TASK - Extract every line from the entries below that contains the string "front".

Saved data entries
..........

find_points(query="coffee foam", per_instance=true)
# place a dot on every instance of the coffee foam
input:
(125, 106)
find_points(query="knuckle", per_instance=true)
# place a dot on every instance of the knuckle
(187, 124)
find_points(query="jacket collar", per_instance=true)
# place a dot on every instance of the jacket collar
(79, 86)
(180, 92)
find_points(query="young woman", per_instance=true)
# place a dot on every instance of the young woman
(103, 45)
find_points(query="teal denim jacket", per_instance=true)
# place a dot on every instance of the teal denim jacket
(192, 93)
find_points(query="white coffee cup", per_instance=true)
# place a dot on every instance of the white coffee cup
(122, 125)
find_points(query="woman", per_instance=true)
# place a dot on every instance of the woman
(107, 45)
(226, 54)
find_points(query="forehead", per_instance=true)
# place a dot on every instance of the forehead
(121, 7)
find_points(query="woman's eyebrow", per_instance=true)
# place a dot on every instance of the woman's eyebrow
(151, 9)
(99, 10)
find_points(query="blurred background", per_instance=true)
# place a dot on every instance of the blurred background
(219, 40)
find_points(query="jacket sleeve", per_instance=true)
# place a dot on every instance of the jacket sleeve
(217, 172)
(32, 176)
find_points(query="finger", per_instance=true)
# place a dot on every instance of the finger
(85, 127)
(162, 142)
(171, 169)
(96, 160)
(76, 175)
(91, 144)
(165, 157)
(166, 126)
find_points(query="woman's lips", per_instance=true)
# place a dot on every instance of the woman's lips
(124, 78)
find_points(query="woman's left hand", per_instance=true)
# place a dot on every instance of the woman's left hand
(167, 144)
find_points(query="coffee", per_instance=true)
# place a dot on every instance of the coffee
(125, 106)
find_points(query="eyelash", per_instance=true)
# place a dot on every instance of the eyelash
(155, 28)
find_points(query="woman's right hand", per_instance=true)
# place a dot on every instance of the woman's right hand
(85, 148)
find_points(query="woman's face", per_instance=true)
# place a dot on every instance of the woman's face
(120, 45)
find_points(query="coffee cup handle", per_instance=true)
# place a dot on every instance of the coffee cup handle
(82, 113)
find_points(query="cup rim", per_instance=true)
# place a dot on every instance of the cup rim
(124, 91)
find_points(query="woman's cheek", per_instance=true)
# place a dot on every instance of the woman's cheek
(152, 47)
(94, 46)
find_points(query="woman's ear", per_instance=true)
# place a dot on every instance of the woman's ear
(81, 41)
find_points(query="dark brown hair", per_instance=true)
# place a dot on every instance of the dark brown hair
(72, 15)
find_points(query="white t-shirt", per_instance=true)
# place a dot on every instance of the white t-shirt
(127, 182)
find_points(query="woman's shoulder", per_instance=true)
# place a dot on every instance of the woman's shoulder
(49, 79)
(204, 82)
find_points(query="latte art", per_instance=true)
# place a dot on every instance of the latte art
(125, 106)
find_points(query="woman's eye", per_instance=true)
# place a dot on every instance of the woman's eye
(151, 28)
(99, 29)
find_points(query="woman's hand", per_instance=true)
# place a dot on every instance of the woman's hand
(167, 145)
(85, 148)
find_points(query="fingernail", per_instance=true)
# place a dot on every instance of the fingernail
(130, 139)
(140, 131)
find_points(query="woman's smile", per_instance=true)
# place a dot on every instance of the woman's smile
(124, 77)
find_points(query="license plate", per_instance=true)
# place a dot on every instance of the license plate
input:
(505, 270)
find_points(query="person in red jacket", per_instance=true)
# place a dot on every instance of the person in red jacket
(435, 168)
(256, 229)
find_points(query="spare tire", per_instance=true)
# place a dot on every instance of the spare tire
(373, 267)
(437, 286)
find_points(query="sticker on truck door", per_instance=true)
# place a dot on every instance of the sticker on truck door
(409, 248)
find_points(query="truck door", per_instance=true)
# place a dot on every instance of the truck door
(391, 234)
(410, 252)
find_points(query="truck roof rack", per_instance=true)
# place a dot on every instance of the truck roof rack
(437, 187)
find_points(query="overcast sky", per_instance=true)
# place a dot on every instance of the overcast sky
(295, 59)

..........

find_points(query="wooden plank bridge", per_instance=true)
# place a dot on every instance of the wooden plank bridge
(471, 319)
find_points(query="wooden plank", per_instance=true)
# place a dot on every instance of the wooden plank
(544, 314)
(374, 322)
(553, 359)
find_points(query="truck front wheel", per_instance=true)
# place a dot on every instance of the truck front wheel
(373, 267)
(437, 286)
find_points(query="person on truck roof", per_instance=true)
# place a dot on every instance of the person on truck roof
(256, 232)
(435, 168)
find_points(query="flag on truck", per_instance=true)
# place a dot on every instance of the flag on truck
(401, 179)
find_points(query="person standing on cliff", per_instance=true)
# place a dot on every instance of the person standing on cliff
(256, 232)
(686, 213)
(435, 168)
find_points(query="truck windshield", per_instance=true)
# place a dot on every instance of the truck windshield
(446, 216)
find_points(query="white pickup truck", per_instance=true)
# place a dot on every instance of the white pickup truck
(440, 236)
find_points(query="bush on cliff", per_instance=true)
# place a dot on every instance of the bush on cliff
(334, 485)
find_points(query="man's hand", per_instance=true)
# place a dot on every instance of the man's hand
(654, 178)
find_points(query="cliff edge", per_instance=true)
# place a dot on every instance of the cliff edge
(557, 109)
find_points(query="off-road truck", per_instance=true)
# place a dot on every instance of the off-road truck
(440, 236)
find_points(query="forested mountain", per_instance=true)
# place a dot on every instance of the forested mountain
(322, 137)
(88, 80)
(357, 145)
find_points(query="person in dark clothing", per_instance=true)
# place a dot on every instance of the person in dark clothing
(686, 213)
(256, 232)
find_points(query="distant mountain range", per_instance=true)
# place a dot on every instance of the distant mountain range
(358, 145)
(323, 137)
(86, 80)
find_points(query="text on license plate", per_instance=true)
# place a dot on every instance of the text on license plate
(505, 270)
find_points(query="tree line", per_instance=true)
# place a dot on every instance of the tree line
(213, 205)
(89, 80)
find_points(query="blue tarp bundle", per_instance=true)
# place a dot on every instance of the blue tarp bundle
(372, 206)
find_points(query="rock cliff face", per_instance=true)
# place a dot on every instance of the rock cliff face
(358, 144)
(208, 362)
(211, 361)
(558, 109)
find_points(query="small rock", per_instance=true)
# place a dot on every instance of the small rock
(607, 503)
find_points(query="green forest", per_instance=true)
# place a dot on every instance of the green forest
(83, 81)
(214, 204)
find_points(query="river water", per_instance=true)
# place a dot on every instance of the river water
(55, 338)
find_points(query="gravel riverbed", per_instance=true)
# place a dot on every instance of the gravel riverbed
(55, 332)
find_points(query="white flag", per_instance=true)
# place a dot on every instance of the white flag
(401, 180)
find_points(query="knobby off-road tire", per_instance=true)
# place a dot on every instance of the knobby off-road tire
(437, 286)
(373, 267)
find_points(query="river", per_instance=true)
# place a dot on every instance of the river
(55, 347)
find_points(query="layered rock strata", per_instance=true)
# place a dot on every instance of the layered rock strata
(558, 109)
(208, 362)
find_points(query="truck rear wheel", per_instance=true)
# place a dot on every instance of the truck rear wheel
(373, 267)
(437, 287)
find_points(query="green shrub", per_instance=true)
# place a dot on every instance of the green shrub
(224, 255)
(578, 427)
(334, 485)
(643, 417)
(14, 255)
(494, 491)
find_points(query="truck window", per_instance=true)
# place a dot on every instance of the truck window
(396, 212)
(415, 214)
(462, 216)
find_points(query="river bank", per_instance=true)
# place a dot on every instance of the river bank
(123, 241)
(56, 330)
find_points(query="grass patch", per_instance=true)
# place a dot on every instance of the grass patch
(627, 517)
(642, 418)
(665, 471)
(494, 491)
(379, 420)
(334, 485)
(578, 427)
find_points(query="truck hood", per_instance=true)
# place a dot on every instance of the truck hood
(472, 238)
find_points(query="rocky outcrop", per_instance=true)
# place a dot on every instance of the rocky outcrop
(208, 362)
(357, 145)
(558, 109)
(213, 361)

..........

TASK ANSWER -
find_points(query="truck front wheel", per_instance=true)
# place a dot on every instance of the truck front wheel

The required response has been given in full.